◆ **DOCUMENT**:
>> START

Three controller batteries on a white background, from left to right: DualShock 3, DualShock Sense, DualShock Edge
DualShock 3 with 570 mAh (left), DualShock Sense with 1560 mAh (center), DualShock Edge with 1050 mAh (right)

Rummaging through the controller reveals more changes, but the trigger mechanism in particular has had one minor, and one major, overhaul. Starting with the minor, many DualSense owners were reporting that one of two springs on the R2 and/or L2 trigger was wearing out and breaking. This left people with a trigger that was “floppy” for a lack of a better word. The new Edge controller uses a more robust spring. It’s nice to see Sony’s engineers are paying attention. The design didn’t change, they just iterated and improved on the materials already there.

The trigger mechanisms of the DualSense Edge and DualSense
Talk about minor changes. The DualSense Edge (left) has a more robust trigger spring than the DualSense (right).

The DualSense Edge’s Secret Upgrade

Most modern controllers these days use Hall effect sensors in the triggers and Sony has been behind the curve with its simple graphite activated circuits. At least they’re not pots, and by all accounts they seem to work well enough, but that is the same mechanism that you’ll find on your d-pad. It’s accurate enough and for 99% of people it will work just fine.

With the DualSense Edge, that graphite activated circuit is still there for the L1 and the R1 buttons, but the trigger mechanism itself now uses a Hall effect sensor. This is a game changer for PS5 gamers because the sensor is not only more accurate but also has the potential to outlast the graphite pads it replaces.

Where the DualSense (left) has two graphite activated circuits, the Edge (right) substitutes the trigger for a Hall effect sensor.

The Persisting Issue of Drift

A number of things can cause a potentiometer-based thumbstick to drift, but the main reason is down to the mechanical wear caused by a copper brush moving against a film resistor. We’ve covered this in great detail in our stick drift video. The problem is widespread and very well known.

But there is a solution to drift, one that all manufacturers are familiar with, and that is Hall effect sensors. Inside most modern controllers you’ll find a few of these sensors in the trigger mechanisms—but nowhere else. Hall effect sensors allow those trigger mechanisms to be compact and simple, reducing the cost of producing them while also increasing the longevity of the mechanism as a whole by reducing the number of mechanical components.

The internals of two Xbox controllers showing triggers and rumble motors
Everything connected to the trigger on the Xbox 360 controller (left) vs the trigger on the Xbox One controller (right) and a single sensor.

>> END

◆ **RECORDS SUPPLIED**:
>> START

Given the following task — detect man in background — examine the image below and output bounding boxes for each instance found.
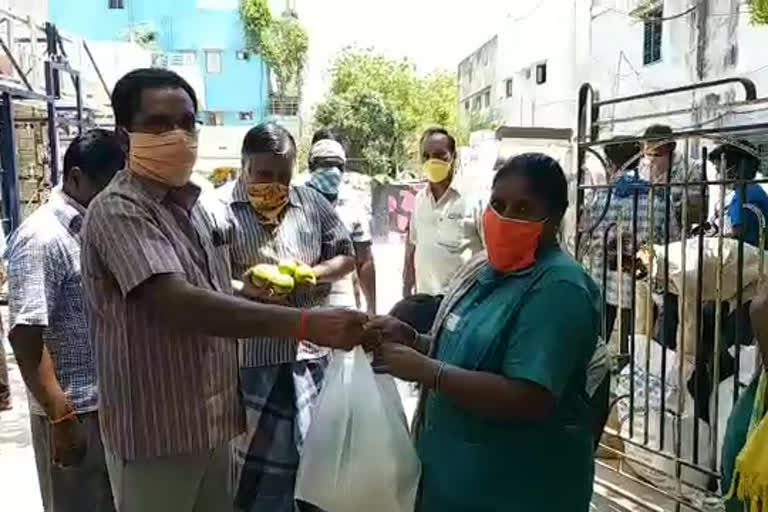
[0,228,12,412]
[403,128,485,297]
[6,130,125,512]
[307,130,376,315]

>> END

Can you reproduce, word for word, the part of the DualSense Edge text that opens with the words containing "Where the DualSense" and closes with "of mechanical components."?

◆ **FULL ANSWER**:
Where the DualSense (left) has two graphite activated circuits, the Edge (right) substitutes the trigger for a Hall effect sensor.

The Persisting Issue of Drift

A number of things can cause a potentiometer-based thumbstick to drift, but the main reason is down to the mechanical wear caused by a copper brush moving against a film resistor. We’ve covered this in great detail in our stick drift video. The problem is widespread and very well known.

But there is a solution to drift, one that all manufacturers are familiar with, and that is Hall effect sensors. Inside most modern controllers you’ll find a few of these sensors in the trigger mechanisms—but nowhere else. Hall effect sensors allow those trigger mechanisms to be compact and simple, reducing the cost of producing them while also increasing the longevity of the mechanism as a whole by reducing the number of mechanical components.